* OBJETIVO DO EXERCÍCIO *
Apresente todas as linhas da listagem abaixo como uma lista numerada, omitindo as linhas em branco.
-- -- --
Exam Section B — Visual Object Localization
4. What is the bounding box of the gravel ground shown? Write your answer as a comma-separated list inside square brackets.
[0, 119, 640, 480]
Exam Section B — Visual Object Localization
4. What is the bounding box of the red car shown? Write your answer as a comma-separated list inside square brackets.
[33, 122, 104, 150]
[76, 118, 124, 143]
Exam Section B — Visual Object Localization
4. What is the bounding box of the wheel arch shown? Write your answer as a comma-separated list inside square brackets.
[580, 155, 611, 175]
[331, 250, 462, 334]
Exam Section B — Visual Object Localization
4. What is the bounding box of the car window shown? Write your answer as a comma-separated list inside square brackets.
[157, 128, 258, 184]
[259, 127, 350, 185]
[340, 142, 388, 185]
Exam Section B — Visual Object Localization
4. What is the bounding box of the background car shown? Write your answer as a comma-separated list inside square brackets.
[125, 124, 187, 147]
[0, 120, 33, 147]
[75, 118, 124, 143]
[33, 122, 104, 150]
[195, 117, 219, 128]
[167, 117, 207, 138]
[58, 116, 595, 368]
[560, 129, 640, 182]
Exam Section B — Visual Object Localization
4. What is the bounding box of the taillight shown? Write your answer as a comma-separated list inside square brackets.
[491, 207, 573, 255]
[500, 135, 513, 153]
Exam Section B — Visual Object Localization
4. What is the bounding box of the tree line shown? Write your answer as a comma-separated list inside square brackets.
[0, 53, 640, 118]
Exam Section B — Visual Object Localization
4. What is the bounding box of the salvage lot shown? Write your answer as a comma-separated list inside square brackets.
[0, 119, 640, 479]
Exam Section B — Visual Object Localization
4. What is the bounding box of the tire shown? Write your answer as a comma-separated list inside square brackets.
-- -- --
* TAREFA CONCLUÍDA *
1. Exam Section B — Visual Object Localization
2. 4. What is the bounding box of the gravel ground shown? Write your answer as a comma-separated list inside square brackets.
3. [0, 119, 640, 480]
4. Exam Section B — Visual Object Localization
5. 4. What is the bounding box of the red car shown? Write your answer as a comma-separated list inside square brackets.
6. [33, 122, 104, 150]
7. [76, 118, 124, 143]
8. Exam Section B — Visual Object Localization
9. 4. What is the bounding box of the wheel arch shown? Write your answer as a comma-separated list inside square brackets.
10. [580, 155, 611, 175]
11. [331, 250, 462, 334]
12. Exam Section B — Visual Object Localization
13. 4. What is the bounding box of the car window shown? Write your answer as a comma-separated list inside square brackets.
14. [157, 128, 258, 184]
15. [259, 127, 350, 185]
16. [340, 142, 388, 185]
17. Exam Section B — Visual Object Localization
18. 4. What is the bounding box of the background car shown? Write your answer as a comma-separated list inside square brackets.
19. [125, 124, 187, 147]
20. [0, 120, 33, 147]
21. [75, 118, 124, 143]
22. [33, 122, 104, 150]
23. [195, 117, 219, 128]
24. [167, 117, 207, 138]
25. [58, 116, 595, 368]
26. [560, 129, 640, 182]
27. Exam Section B — Visual Object Localization
28. 4. What is the bounding box of the taillight shown? Write your answer as a comma-separated list inside square brackets.
29. [491, 207, 573, 255]
30. [500, 135, 513, 153]
31. Exam Section B — Visual Object Localization
32. 4. What is the bounding box of the tree line shown? Write your answer as a comma-separated list inside square brackets.
33. [0, 53, 640, 118]
34. Exam Section B — Visual Object Localization
35. 4. What is the bounding box of the salvage lot shown? Write your answer as a comma-separated list inside square brackets.
36. [0, 119, 640, 479]
37. Exam Section B — Visual Object Localization
38. 4. What is the bounding box of the tire shown? Write your answer as a comma-separated list inside square brackets.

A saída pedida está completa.